[[ Records for the exercise, beginning ]]
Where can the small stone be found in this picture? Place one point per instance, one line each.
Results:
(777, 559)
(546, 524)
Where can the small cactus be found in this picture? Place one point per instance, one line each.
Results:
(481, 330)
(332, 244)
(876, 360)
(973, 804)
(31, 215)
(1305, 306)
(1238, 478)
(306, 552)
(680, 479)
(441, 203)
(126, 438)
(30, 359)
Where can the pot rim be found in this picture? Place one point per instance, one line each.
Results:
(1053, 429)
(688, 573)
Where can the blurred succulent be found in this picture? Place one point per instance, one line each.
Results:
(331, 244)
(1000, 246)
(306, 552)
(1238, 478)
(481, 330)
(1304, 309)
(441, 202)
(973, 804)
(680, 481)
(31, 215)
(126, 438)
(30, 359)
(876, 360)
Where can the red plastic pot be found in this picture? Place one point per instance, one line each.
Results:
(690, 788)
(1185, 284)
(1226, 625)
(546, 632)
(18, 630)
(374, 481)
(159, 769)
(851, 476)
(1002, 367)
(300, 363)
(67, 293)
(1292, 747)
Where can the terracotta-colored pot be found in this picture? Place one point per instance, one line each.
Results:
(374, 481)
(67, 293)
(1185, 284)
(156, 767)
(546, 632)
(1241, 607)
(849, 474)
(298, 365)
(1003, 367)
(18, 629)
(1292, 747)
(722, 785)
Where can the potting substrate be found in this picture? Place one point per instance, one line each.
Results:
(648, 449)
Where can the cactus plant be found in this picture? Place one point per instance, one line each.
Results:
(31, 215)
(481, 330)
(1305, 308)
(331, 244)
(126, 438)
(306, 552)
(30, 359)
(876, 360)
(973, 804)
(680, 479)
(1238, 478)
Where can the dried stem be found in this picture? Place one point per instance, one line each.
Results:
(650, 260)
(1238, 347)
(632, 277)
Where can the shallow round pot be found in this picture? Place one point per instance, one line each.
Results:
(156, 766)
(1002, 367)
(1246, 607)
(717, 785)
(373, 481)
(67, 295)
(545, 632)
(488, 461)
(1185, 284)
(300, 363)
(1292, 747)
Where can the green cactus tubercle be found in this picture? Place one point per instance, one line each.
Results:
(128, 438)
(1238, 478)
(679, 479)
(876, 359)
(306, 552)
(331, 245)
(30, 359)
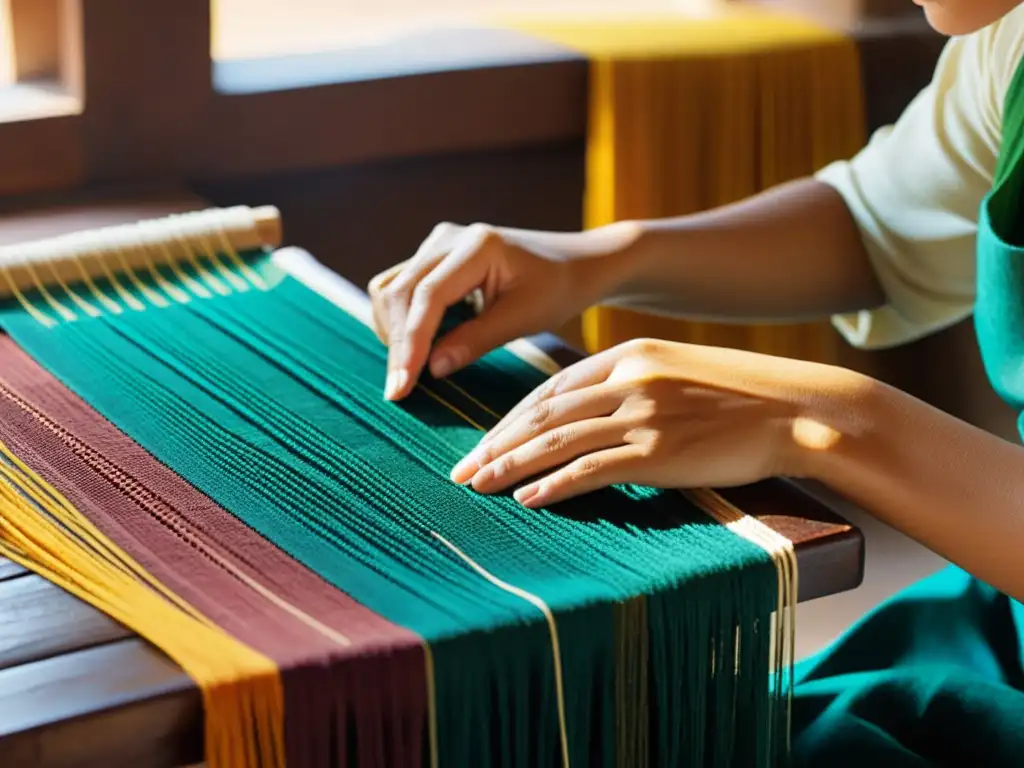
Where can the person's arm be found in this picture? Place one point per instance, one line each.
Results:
(884, 242)
(949, 485)
(792, 253)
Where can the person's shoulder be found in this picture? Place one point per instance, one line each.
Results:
(1001, 46)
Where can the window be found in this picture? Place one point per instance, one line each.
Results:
(32, 67)
(251, 29)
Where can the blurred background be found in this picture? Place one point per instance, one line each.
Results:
(367, 122)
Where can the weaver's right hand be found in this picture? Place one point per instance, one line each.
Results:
(529, 281)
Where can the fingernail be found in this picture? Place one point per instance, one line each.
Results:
(396, 382)
(528, 496)
(445, 363)
(485, 475)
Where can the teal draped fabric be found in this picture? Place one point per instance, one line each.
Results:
(934, 677)
(270, 402)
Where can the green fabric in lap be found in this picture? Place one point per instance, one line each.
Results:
(270, 403)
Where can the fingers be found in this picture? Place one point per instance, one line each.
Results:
(586, 474)
(587, 373)
(560, 445)
(377, 302)
(448, 283)
(553, 425)
(410, 302)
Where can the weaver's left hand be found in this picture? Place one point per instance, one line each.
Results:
(663, 415)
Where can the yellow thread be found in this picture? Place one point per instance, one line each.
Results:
(55, 305)
(228, 249)
(227, 274)
(82, 304)
(552, 627)
(176, 294)
(103, 299)
(43, 320)
(126, 297)
(186, 280)
(143, 289)
(211, 281)
(242, 690)
(452, 408)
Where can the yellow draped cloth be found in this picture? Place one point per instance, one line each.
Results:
(688, 112)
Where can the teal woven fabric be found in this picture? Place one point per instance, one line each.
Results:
(270, 402)
(935, 677)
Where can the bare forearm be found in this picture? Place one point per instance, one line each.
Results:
(791, 253)
(955, 488)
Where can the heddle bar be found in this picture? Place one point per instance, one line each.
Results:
(171, 240)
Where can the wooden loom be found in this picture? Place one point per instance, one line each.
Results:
(77, 688)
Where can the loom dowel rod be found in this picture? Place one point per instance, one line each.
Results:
(135, 247)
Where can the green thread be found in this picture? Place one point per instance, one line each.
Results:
(269, 401)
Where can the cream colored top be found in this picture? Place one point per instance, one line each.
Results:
(915, 189)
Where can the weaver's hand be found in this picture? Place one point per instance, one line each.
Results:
(665, 415)
(530, 282)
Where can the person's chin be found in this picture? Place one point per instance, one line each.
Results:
(940, 20)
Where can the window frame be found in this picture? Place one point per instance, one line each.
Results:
(114, 107)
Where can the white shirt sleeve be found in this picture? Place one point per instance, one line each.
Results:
(915, 189)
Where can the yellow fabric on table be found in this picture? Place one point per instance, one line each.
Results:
(688, 112)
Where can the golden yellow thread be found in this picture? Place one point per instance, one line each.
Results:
(55, 305)
(552, 628)
(176, 294)
(214, 258)
(37, 315)
(186, 280)
(81, 303)
(125, 295)
(242, 689)
(154, 298)
(228, 250)
(201, 270)
(102, 298)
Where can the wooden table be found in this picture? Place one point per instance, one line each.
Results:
(79, 689)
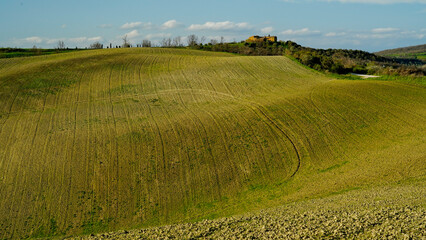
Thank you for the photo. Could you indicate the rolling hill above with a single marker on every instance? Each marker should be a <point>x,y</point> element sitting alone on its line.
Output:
[[ Records for the exercise, end ]]
- Task goal -
Please copy out each line in the entries that mentions the string "draped".

- Answer box -
Where can the teal draped fabric be found in this picture? Place one point per instance, one line each.
Where can the yellow draped cloth be found in this picture? Place one point per instance, one line each.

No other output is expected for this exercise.